> [Fragmento de lectura]
>>>

Pues bien, a mí me tocó en suerte instalarme en una aldea que estaba separada de la civilización por un río de escaso caudal, sin puente, solo cruzado por dos troncos de árbol, por encima de los que se podía pasar de una orilla a la otra en circunstancias normales, pero que, cuando se producían lluvias torrenciales, el caudal del río aumentaba, se llevaba los troncos, y la aldea se convertía en una isla Sin tendido eléctrico, ni instalación de agua en la casa, y ni que pensar en cuarto de baño, ni siquiera retrete, ni otras utopías como teléfonos, etc.

<<<

> [Datos mostrados]
>>>

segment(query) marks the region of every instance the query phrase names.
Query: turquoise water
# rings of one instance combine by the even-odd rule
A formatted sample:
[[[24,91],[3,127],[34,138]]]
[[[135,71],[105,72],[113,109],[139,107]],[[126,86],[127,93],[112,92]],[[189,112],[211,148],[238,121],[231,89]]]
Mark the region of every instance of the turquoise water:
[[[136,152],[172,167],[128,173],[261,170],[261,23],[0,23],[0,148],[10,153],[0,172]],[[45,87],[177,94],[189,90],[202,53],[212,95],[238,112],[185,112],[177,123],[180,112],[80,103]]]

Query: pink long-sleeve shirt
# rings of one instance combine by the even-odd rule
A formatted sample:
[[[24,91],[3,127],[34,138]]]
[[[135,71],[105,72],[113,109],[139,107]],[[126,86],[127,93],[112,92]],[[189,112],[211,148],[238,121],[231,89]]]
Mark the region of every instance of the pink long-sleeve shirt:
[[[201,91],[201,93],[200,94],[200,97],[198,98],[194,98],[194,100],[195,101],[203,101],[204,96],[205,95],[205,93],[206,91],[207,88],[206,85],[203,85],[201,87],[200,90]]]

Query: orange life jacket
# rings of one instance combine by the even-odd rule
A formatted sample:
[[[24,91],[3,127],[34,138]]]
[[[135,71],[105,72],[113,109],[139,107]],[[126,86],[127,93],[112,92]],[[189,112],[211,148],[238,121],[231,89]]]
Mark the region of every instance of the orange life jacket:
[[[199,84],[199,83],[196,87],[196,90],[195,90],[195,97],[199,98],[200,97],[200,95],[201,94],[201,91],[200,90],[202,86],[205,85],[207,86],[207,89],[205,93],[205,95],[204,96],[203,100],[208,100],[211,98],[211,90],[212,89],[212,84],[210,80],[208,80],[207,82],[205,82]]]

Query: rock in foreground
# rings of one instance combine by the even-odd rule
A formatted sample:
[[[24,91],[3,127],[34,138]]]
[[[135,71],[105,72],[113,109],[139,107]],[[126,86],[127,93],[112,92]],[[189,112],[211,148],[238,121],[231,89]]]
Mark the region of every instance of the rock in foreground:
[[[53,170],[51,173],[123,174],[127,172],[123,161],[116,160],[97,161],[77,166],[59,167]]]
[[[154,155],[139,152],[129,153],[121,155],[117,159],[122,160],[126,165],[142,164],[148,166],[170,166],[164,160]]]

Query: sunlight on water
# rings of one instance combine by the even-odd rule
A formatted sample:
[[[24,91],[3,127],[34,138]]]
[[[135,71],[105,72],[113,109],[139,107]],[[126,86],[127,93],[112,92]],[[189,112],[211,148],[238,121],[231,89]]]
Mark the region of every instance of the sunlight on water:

<<<

> [Tareas pendientes]
a) En el fragmento sobre la aldea junto al río, ¿qué sucedía con los troncos cuando se producían lluvias torrenciales?
b) Prolonga el fragmento sobre la aldea aislada por el río a partir de su última frase.

> [Problemas resueltos]
a) El caudal del río aumentaba y se llevaba los troncos, y la aldea se convertía en una isla.

b)
Esta aldea tenía 36 casas, diseminadas al azar en un terreno arcilloso que, cuando llovía, se convertía en un barrizal, en el que los pies se hundían cinco o diez centímetros, y los animales más pesados, hasta las rodillas. Aquí tengo el recuerdo de mi travesía a lomos de un asno, que la amabilidad de los vecinos, puso a mi disposición, el día 20 de diciembre del año 1959, para que pudiera salir de “la aldea isla” y disfrutar de las vacaciones de Navidad, con mi familia en Granada. Primero me invitaron todos y cada uno de los vecinos para pasar esas fechas con ellos, pero yo no deseaba eso, y ante mi negativa, me ofrecieron la posibilidad de cruzar el río, que ya venía tumultuoso, a lomos de algún animal de labranza, advirtiéndome que era peligroso si el animal caía por el ímpetu de las aguas. Me acompañaría un lugareño, valiente como yo que, a lomos de un mulo, llevando las riendas de mi cabalgadura, iría delante de mí hasta la otra orilla.

Aquel día, todos los vecinos acudieron a la orilla del río para ver el espectáculo de la maestra, a lomos de un asno cruzando las aguas.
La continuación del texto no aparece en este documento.